Data extract Block Start
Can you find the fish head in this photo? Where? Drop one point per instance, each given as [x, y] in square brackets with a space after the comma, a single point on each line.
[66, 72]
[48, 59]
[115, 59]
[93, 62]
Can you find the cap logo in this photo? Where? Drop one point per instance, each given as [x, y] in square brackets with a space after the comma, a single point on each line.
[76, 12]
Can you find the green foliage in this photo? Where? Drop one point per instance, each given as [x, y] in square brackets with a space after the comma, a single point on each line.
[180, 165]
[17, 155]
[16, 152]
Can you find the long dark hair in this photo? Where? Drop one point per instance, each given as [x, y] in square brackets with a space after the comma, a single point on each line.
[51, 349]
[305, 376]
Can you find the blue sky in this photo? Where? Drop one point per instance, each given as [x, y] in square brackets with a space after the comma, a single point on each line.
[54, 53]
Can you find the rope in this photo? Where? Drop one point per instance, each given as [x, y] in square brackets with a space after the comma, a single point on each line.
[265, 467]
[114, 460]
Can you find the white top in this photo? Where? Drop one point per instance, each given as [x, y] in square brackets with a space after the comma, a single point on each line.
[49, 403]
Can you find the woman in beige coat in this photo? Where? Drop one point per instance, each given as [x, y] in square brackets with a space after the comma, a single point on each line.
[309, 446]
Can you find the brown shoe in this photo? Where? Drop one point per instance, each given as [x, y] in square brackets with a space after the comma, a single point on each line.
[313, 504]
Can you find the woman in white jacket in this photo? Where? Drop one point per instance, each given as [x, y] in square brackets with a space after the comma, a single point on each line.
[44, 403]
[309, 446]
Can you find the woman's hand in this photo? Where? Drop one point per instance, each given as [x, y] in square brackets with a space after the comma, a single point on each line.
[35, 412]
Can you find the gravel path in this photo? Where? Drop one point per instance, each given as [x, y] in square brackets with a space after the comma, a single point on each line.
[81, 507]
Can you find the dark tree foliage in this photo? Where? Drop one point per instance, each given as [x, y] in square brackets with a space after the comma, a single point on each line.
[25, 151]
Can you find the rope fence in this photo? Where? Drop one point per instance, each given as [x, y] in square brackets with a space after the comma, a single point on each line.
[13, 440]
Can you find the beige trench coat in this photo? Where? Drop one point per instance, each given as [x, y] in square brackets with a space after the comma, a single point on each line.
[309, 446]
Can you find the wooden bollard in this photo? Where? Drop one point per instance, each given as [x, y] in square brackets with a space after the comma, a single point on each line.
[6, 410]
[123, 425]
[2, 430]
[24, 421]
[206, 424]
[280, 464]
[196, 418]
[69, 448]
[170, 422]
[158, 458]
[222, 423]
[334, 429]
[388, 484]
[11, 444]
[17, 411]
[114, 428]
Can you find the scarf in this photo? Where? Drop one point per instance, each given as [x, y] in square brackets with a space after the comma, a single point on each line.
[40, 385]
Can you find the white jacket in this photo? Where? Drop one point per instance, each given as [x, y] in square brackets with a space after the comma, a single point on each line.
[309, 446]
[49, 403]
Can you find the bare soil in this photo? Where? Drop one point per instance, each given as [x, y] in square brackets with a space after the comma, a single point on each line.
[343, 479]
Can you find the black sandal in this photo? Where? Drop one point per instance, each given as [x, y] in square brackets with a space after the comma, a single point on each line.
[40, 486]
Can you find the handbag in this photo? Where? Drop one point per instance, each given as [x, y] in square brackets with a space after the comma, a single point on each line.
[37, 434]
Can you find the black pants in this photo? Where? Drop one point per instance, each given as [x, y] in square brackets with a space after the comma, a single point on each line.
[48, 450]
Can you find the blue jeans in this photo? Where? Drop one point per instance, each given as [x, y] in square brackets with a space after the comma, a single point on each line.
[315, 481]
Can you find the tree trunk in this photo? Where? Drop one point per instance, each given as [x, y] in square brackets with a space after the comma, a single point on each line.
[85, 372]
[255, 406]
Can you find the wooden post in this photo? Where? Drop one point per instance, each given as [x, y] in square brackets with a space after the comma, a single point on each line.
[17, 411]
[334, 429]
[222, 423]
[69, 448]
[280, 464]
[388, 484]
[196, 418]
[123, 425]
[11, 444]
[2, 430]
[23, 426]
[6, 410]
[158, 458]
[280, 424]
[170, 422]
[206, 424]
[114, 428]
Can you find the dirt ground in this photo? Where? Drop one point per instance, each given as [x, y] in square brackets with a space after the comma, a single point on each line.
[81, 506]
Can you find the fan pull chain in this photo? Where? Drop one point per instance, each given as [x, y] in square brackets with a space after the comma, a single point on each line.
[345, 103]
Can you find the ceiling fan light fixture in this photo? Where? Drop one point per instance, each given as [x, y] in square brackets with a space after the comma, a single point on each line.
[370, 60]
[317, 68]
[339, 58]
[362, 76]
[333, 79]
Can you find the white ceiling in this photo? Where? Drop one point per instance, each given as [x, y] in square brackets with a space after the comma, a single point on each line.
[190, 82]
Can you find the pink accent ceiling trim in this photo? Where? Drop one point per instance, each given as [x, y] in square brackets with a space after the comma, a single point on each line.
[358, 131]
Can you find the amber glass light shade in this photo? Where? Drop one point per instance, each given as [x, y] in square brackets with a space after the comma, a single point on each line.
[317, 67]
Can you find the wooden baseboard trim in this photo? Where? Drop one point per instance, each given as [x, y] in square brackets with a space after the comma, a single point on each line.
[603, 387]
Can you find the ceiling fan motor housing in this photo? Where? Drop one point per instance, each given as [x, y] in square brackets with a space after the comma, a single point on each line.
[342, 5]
Data extract Block End
* _Action item_:
Please output the complete set of records above without any alteration.

* _The completed task_:
Can you find the fish head in this photo? Where? Drop one point per instance, each given as [x, y] in square brackets with a space after the comma, a single point on each line.
[66, 72]
[48, 59]
[115, 59]
[93, 62]
Can you find the cap logo in this photo? Where? Drop one point per instance, each given as [x, y] in square brackets with a space after the comma, a single point on each line.
[76, 12]
Can you find the green foliage in this photo? Where? Drop one point per instance, each given as [x, y] in square brackets with a space after the comma, a single point on each line.
[180, 165]
[17, 155]
[16, 152]
Can you find the long dark hair in this photo? Where? Drop one point per instance, each given as [x, y] in square brackets with a space after the comma, a single point on each line.
[51, 349]
[305, 376]
Can you find the blue sky in this photo? Where? Drop one point per instance, each given as [x, y] in square brackets with a space after the comma, a single point on each line.
[54, 53]
Can you find the rope in this photo? Where? Drop one point per instance, each given as [x, y] in square brackets with a space after the comma, a single point on each line.
[265, 467]
[114, 460]
Can you find the white top in this photo? Where? Drop one point per instance, each given as [x, y] in square brackets with a space after the comma, a single point on each line.
[49, 403]
Can you find the woman in beige coat in this photo? Where? Drop one point per instance, each given as [x, y] in square brackets with a space after the comma, a single point on each line.
[309, 446]
Can you find the brown shoe in this photo? Where? Drop one point per instance, each given as [x, y] in square brackets with a space after the comma, a single point on each line.
[313, 504]
Can you find the woman in white jacket in this photo? Where? Drop one point per instance, each given as [x, y] in square brackets with a space after the comma, a single point on each line.
[44, 403]
[309, 446]
Can you find the woman's hand in this photo? Where? Drop one point per instance, each given as [x, y] in square brackets with a space after the comma, a single point on each line.
[35, 412]
Can you find the gravel path in this photo? Where? Drop one point per instance, each given as [x, y] in square brackets with a space after the comma, a single point on each line.
[81, 507]
Can you find the dark tree foliage in this photo? Where? Drop one point per instance, each given as [x, y] in square brackets with a space after the comma, a single point on each line.
[25, 151]
Can you find the rope fence in this photo? Where? Drop one point per instance, each given as [x, y] in square brackets with a space after the comma, a single point on each line.
[13, 440]
Can you find the beige trench coat in this photo? Where? Drop one point per instance, each given as [x, y] in square brackets with a space after the comma, a single point on each line.
[309, 446]
Can you find the wooden bollard in this photo? Where? Drop one point per instance, each given as [x, y] in square brackets with a space after the comma, a single point on each line.
[6, 410]
[123, 425]
[2, 430]
[24, 421]
[206, 424]
[280, 464]
[196, 418]
[69, 448]
[170, 422]
[158, 458]
[222, 423]
[334, 429]
[388, 484]
[11, 444]
[17, 411]
[114, 428]
Can you find the scarf in this photo? Where? Drop one point per instance, each given as [x, y] in square brackets with a space after the comma, a single point on each line.
[40, 385]
Can you find the white jacket in this photo? Where? Drop one point per instance, each given as [x, y] in square brackets with a space after the comma, a single point on each line.
[309, 446]
[49, 403]
Can you find the bare soil in this photo? Where? Drop one point per instance, each given as [x, y] in square brackets with a space after the comma, a single point on each line.
[343, 479]
Can you find the black sandal in this photo? Where? Drop one point per instance, each given as [x, y] in square brackets with a space after the comma, a single point on each line.
[40, 486]
Can you find the handbag in this photo? Where? Drop one point per instance, each given as [x, y] in square brackets with a space after the comma, a single point on each line.
[37, 434]
Can you find the black pants in this photo? Where? Drop one point per instance, each given as [x, y] in square brackets with a space after the comma, a single point on each line.
[48, 450]
Can you find the blue jeans in this photo? Where? Drop one point per instance, each given as [x, y] in square brackets with a space after the comma, a single point on each line.
[315, 481]
Can you find the tree trunk in this photo? Where? Drop one point per instance, each given as [x, y] in square brackets with a space after the comma, a single point on each line.
[85, 372]
[255, 406]
Can you find the wooden post in this photo? Where? Drop one point per instance, each given as [x, y] in square brackets with a space after the comma, a single point on each line.
[17, 411]
[334, 429]
[222, 423]
[69, 448]
[280, 464]
[388, 484]
[196, 418]
[123, 425]
[11, 444]
[2, 430]
[23, 426]
[6, 410]
[158, 458]
[280, 424]
[170, 422]
[206, 424]
[114, 428]
Can you find the dirt ground in this photo? Where? Drop one point per instance, each given as [x, y] in square brackets with a space after the comma, a single point on each line.
[81, 506]
Can you find the fan pull chain in this photo? Where? Drop one point per instance, each given as [x, y] in square brackets with a space after the comma, a single point on each line.
[345, 103]
Can you find the ceiling fan light fixture in this photo? Where? Drop one point per instance, each given as [x, y] in square brackets with a space after the comma, a single point on each line.
[370, 60]
[317, 68]
[339, 58]
[362, 76]
[333, 79]
Can you find the white ceiling in this photo? Where? Drop one point per instance, each given as [x, y] in square brackets with a space after the comma, a single point on each line.
[190, 82]
Can you find the pink accent ceiling trim in this photo? Where? Drop one point per instance, each given as [x, y] in square brackets with a space after the comma, a single point on each line.
[358, 131]
Can you find the amber glass light shade in this photo? Where? Drop one point per instance, each given as [x, y] in square brackets with a space after the comma, a single point on each line.
[317, 67]
Can you find the wooden baseboard trim in this photo? Where? Drop one point per instance, each given as [x, y] in square brackets with a space after the comma, a single point on each line.
[603, 387]
Can you find the ceiling fan motor housing in this photo? Where? Drop one point per instance, each given as [x, y] in square brackets with a space after the comma, a single point on each line.
[342, 5]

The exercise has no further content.